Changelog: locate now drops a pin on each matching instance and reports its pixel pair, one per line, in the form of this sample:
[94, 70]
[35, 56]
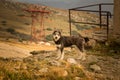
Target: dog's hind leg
[81, 52]
[58, 54]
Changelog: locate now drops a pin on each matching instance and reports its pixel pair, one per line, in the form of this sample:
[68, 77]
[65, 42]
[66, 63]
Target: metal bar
[107, 25]
[85, 6]
[93, 5]
[107, 3]
[91, 11]
[100, 16]
[90, 23]
[70, 21]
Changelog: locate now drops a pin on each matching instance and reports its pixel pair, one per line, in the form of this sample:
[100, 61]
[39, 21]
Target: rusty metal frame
[107, 14]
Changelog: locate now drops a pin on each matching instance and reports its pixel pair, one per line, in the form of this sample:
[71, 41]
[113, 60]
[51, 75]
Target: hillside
[12, 16]
[22, 59]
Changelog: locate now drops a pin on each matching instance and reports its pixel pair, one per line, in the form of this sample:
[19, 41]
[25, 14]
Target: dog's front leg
[62, 54]
[58, 53]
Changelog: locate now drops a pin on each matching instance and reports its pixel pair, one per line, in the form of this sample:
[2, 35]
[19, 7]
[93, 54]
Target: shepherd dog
[67, 41]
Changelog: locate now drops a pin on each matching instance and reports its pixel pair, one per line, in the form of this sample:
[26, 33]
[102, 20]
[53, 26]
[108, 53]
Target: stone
:::::
Problem = Transcribe the data verbatim. No picture belongs in the result.

Output =
Changelog: locate now drops a pin on each matching instance and reports its pixel pair, one per line, in the form of this sample:
[94, 70]
[35, 56]
Target: dog's hind leg
[81, 52]
[58, 54]
Changelog: locate now drops a pin on each matching instance and reports its pixel pair, one per line, in the form of this sample:
[68, 77]
[65, 42]
[66, 63]
Target: metal bar
[107, 25]
[85, 6]
[93, 5]
[107, 3]
[91, 11]
[100, 16]
[90, 23]
[70, 21]
Changelog: locate now drops a pin on each matching instance and reports its pixel pair, one per line, in the form of this sample:
[100, 61]
[39, 21]
Target: rusty metal frame
[107, 14]
Changelog: locate now drops a pin on each matching instance and reports its pixel pair, one per line, in the form of this sample:
[71, 41]
[113, 60]
[51, 75]
Target: hillside
[12, 16]
[22, 59]
Changelog: locate now drops a pin on each matching instance and reports its pixel pair, one per line, in the form of this sample:
[19, 41]
[25, 14]
Target: dog's front leg
[62, 54]
[58, 53]
Changelog: locate now drops a pin on each matching instance and reports its pixel pair, one per line, in the form of this sample:
[2, 35]
[19, 7]
[93, 54]
Target: shepherd dog
[67, 41]
Changelog: locate now drops a pin on each matching instance and reports its pixel pair, one per line, in the form of this sample:
[26, 33]
[102, 20]
[53, 26]
[108, 53]
Target: stone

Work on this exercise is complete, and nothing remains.